Task = Every line below should be set down exactly as it appears.

Data items:
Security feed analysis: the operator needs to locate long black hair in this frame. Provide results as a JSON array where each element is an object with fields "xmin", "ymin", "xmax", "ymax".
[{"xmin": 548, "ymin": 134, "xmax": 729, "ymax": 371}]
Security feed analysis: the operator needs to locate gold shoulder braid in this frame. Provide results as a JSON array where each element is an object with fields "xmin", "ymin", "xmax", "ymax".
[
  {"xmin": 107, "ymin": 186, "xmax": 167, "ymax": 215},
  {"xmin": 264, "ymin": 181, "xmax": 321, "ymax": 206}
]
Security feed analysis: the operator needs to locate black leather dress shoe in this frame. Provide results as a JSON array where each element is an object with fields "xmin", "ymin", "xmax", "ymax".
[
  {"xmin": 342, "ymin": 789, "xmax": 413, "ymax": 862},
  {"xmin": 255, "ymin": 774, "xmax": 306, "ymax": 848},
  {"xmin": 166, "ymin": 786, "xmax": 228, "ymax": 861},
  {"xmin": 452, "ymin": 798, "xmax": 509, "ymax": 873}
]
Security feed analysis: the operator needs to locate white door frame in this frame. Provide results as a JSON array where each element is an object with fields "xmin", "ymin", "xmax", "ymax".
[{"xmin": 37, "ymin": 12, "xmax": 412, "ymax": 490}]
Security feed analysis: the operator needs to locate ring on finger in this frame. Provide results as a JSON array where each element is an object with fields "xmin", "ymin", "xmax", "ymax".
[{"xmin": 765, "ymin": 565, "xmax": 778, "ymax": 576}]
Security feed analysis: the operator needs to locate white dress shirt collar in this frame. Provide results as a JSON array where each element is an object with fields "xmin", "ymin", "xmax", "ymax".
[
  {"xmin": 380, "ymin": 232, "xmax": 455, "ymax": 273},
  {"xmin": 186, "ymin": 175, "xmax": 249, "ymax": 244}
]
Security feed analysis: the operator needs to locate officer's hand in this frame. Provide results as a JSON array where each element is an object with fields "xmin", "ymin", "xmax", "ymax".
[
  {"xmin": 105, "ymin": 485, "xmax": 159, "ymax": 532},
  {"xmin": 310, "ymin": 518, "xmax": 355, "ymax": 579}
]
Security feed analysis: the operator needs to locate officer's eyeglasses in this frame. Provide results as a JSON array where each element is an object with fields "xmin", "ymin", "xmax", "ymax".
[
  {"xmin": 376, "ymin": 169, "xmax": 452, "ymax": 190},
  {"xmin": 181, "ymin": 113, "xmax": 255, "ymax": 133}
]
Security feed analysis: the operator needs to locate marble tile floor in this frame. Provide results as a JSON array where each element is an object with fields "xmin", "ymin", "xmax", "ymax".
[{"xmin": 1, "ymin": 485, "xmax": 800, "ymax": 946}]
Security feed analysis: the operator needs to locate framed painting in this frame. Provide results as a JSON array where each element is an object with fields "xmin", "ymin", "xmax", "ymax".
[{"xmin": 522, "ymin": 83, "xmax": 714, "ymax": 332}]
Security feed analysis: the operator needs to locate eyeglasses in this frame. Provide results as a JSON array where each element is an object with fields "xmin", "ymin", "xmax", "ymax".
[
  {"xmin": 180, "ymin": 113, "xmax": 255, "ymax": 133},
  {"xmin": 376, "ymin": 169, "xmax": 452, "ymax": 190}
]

Answer box =
Security feed analysis: the operator needs to locate long black hair in this frame. Provide results as a JSON array where each element is an object with fields "xmin", "ymin", "xmax", "ymax".
[{"xmin": 548, "ymin": 134, "xmax": 729, "ymax": 371}]
Security feed analysis: the operator needs to locate gold shoulder braid in this frame. Provide results as a JSON array where each element is an object with fields "xmin", "ymin", "xmax", "ymax".
[
  {"xmin": 107, "ymin": 186, "xmax": 167, "ymax": 215},
  {"xmin": 264, "ymin": 181, "xmax": 321, "ymax": 206}
]
Security feed analysis: the operator needs to locate black leather dress shoe in this frame. Provide results as a JSON array where each element is an object with fields "xmin", "ymin", "xmax", "ymax".
[
  {"xmin": 342, "ymin": 789, "xmax": 413, "ymax": 862},
  {"xmin": 255, "ymin": 774, "xmax": 306, "ymax": 848},
  {"xmin": 166, "ymin": 786, "xmax": 228, "ymax": 861},
  {"xmin": 452, "ymin": 798, "xmax": 509, "ymax": 873}
]
Security feed analysis: the operator needs to locate white door frame in this frame. Provide results as a JSON array where each element is an object with fields "xmin", "ymin", "xmax", "ymax".
[{"xmin": 37, "ymin": 12, "xmax": 412, "ymax": 490}]
Security feed analysis: the operator needs to locate ring on finger in this frame. Provide results as a JSON array where each element is an object with fields "xmin", "ymin", "xmax", "ymax".
[{"xmin": 765, "ymin": 565, "xmax": 778, "ymax": 576}]
Security feed analysis: the operator needs to locate white dress shirt collar in this frame. Provide results as a JSON array where each element is an object with fields "xmin", "ymin", "xmax", "ymax".
[
  {"xmin": 380, "ymin": 232, "xmax": 455, "ymax": 273},
  {"xmin": 186, "ymin": 175, "xmax": 249, "ymax": 244}
]
Security feed analysis: the operator needs to locate officer's hand in this frame. Provide results as a JSON array where each element is an object with fields "xmin", "ymin", "xmax", "ymax".
[
  {"xmin": 105, "ymin": 485, "xmax": 159, "ymax": 532},
  {"xmin": 310, "ymin": 518, "xmax": 355, "ymax": 579}
]
Security feed analysis: the operator needs to locate officer's eyeglasses in this frame. Provide results as a JSON array where each element is an object with fields "xmin", "ymin", "xmax", "ymax".
[
  {"xmin": 376, "ymin": 169, "xmax": 452, "ymax": 190},
  {"xmin": 181, "ymin": 113, "xmax": 255, "ymax": 133}
]
Security feed analysis: the operator needs to locate marble tile floor in this frame. Provide results as a JSON array where each element is an object with fields "xmin", "ymin", "xmax", "ymax".
[{"xmin": 1, "ymin": 485, "xmax": 800, "ymax": 946}]
Security feed analysis: the operator needs to locate framed painting in this frame. Provide results as a JSON array where each element is an object with fields "xmin", "ymin", "xmax", "ymax".
[{"xmin": 522, "ymin": 83, "xmax": 714, "ymax": 332}]
Security feed analysis: the operator needs to locate eyeglasses in this frame. Provide results as a JSON array where each element is an object with fields "xmin", "ymin", "xmax", "ymax".
[
  {"xmin": 180, "ymin": 113, "xmax": 255, "ymax": 133},
  {"xmin": 376, "ymin": 169, "xmax": 452, "ymax": 190}
]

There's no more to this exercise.